▶ KETENTUAN TUGAS
**A.** Terjemahkan kalimat dari teks tentang aksesibilitas bagi penyandang disabilitas berikut ke dalam bahasa Inggris: "Di hotel-hotel, bus, taksi dan beberapa lainnya, rata-rata masih belum bisa diakses oleh penyandang tuna rungu."
**B.** Apa jabatan Setyadi menurut teks tentang aksesibilitas bagi penyandang disabilitas?
**C.** Lanjutkan teks tentang aksesibilitas bagi penyandang disabilitas mulai dari kalimat sesudah kalimat terakhirnya.

▶ TEKS SUMBER
▶
Komunitas tuna rungu juga tiidak bisa mengakses bahasa informasi televisi.
Terdiskriminasi di sekolah-sekolah karena bahasa guru yang tidak akses dan
seringkali dibedakan oleh teman-temannya. Mereka juga mengalami problem ketika
membuat SIM : sangat sulit dan biasanya tidak diidzinkan.
Persoalan serupa juga biasa
terjadi sektor-sektor swasta. Bangunannya juga masih banyak yang belum ada running text, monitor dan pelayanan
dalam bahasa isyarat. Di hotel-hotel, bus, taksi dan beberapa lainnya,
rata-rata masih belum bisa diakses oleh penyandang tuna rungu. walaupun menurut
Bagus, sektor swasta lebih mudah untuk melayani, tetapi problematikanya selalu tidak
hilang. Karena itu, dampak pelyanan publik yang masih diskriminatif, penyandang
tuna rungu di Yogyakartta khususnya tidak biasa bergaul, hanya tinggal di
rumah, tidak memahami perkembangan informasi, tidak paham akan hak-haknya, dan
terisolasi secara sosial karena kalaupun
berkumpul hanya dengan komunitasnya.[9]
Menurut Setyadi, Direktur Driya
Manunggal dan seorang tuna netra, pemenuhan aksesibilitas fisik bagi penyandang
disabilitas sangat berkaitan erat dengan hak hidup seorang dan sekelompok orang
manusia. Tidak dipenuhinya ruang publik yang akses bagi penyandang disabilitas sama
halnya memenjara mereka, mengasingkan mereka, dan menutup hak-hak mereka untuk
hidup sejahtera dan mengakses hak-hak yang lain.
◀
▶ MATERI YANG DIBERIKAN
▶
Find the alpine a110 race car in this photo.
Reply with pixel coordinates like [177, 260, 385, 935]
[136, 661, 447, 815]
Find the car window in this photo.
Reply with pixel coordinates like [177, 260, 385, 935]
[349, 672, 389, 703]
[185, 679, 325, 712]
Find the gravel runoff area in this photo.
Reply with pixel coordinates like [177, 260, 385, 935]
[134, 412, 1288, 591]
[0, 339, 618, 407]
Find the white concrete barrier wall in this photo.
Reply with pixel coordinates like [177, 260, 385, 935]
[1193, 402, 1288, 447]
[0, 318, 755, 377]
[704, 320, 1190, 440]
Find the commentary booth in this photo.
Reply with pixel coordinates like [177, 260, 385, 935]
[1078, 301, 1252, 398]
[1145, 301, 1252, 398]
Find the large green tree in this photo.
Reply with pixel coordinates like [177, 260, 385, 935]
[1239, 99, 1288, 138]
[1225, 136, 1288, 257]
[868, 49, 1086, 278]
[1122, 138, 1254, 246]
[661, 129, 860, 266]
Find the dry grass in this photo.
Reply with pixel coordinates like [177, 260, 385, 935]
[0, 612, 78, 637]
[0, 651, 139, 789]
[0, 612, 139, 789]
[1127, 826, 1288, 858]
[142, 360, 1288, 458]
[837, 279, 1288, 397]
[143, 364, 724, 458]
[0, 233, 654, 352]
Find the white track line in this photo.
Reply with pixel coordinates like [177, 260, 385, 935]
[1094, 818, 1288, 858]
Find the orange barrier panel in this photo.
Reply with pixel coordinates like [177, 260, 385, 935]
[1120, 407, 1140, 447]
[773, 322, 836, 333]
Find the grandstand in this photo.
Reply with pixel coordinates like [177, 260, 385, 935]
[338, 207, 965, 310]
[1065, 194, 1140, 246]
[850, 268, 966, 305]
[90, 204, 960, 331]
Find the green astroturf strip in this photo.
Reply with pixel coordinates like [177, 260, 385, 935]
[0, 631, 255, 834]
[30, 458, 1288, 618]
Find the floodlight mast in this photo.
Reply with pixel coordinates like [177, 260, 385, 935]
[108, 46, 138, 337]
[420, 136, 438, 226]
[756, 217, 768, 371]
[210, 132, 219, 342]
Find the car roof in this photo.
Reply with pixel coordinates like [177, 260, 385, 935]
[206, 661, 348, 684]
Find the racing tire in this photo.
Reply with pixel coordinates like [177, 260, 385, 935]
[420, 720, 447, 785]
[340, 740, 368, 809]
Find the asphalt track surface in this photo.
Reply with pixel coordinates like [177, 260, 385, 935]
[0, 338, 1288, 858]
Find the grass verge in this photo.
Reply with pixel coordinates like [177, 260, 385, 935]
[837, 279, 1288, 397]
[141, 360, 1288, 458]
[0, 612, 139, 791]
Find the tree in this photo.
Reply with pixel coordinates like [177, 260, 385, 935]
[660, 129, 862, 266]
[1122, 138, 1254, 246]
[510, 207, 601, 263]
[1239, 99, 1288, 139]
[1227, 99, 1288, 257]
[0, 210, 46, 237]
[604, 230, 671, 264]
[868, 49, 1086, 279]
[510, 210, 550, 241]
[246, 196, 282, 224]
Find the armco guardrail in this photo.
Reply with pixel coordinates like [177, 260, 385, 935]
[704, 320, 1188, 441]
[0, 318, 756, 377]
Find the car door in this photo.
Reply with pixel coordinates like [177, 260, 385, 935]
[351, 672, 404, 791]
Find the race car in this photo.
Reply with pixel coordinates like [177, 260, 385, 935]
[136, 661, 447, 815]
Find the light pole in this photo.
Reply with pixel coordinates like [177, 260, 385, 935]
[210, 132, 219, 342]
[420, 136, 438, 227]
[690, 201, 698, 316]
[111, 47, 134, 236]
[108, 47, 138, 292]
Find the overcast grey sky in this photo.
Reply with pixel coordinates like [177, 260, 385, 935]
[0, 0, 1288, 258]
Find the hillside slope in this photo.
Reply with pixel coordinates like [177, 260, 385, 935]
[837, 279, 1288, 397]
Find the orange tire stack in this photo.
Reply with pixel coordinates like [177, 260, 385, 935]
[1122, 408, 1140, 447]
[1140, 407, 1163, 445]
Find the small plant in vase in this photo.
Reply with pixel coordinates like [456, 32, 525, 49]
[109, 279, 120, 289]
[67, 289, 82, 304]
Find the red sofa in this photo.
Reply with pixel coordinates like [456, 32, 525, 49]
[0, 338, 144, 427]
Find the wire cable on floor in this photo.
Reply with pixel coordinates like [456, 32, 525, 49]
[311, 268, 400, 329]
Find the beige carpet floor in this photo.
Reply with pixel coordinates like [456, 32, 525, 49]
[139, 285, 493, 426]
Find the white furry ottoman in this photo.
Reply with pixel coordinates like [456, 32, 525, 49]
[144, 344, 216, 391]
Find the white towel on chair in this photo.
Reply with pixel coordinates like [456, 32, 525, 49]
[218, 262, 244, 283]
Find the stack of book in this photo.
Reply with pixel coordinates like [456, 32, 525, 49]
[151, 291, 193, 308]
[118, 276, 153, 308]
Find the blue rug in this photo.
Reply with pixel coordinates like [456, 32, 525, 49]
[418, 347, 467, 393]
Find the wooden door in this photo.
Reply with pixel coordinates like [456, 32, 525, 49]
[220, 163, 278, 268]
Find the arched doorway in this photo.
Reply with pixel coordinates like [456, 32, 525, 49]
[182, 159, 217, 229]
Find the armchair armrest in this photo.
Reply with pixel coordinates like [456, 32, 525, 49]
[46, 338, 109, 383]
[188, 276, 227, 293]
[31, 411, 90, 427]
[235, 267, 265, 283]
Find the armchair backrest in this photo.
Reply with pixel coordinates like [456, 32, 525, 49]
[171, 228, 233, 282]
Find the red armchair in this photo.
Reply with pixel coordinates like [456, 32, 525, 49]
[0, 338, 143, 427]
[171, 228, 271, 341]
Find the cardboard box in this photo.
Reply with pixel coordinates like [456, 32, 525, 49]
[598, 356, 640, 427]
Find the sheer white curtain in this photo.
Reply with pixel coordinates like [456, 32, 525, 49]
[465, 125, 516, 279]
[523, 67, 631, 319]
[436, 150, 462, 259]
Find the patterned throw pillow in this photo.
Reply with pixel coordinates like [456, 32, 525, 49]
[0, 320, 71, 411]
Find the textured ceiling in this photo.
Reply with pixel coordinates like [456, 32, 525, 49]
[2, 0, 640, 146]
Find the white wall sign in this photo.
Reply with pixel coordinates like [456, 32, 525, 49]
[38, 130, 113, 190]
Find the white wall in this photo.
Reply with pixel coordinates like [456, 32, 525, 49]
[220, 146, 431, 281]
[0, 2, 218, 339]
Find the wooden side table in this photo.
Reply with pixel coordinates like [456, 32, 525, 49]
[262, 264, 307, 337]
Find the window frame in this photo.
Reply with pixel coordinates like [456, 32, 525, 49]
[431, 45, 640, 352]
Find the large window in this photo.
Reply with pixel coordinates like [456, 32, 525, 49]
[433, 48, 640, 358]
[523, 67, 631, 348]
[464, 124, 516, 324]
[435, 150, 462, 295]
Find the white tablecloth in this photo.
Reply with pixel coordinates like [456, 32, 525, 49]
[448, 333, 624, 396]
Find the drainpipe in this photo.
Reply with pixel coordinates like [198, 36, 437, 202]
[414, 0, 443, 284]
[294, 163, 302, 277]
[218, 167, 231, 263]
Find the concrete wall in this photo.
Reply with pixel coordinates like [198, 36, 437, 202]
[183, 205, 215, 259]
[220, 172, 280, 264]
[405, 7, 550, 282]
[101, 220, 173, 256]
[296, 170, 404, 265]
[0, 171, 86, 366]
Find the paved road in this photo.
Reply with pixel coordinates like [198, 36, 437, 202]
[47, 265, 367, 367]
◀
▶ JAWABAN YANG DIBERIKAN
**A.** In hotels, buses, taxis and several other places, most are still not accessible to deaf people.

**B.** Setyadi adalah Direktur Driya Manunggal.

**C.**
Di Yogyakarta pemenuhan
aksesibilitas bagi penyandang disable masih sangat lemah : dipenuhi tetapi
tidak seluruhnya. Sebagian jalan sudah akses tapi tidak seluruhnya, ada guiding
block tapi belum ada aturannya, jalur
kereta api sedikit akses tapi tidak sepenuhnya, dan ada trans jogja tapi
ramp-nya tidak memenuhi standar kelayakan. Aksesiblitas di bidang mobilitas di
Yogyakarta masih sangat lemah. Bagi tuna netra, architecture publik yang
menggunakan braille juga tidak banyak. Banyak ruang publik yang tidak akses
bagi penyandang tuna netra. Termasuk bacaan-bacaan yang ada. Karena itu ,
Setyadi mengaku sedang menggarap peta dengan menggunakan braille, karena peta
penting bagi anak-anak tuna netra.
Berangkat dari kegelisahan itu,
Setyadi mendesak untuk diciptakannya mikanisme complain. Setiap bentuk-bentuk
pelanggaran yang ada dalam ruang publik, khususnya bagi penyandang disabilitas harus
didorong untuk diselesaikan secara adil dan benar. Karena itu, lembaga seperti
Ombudsman seharusnya difungsikan dalam hal ini, walaupun Setyadi sadari bahwa
Ombudsman selama ini tidak begitu banyak berfungsi dan tergarap bagi pemenuhan
hak-hak penyandang disablitas. Kantor Ombudsman sendiri menurutnya belum akses
bagi para penyandang disabilitas.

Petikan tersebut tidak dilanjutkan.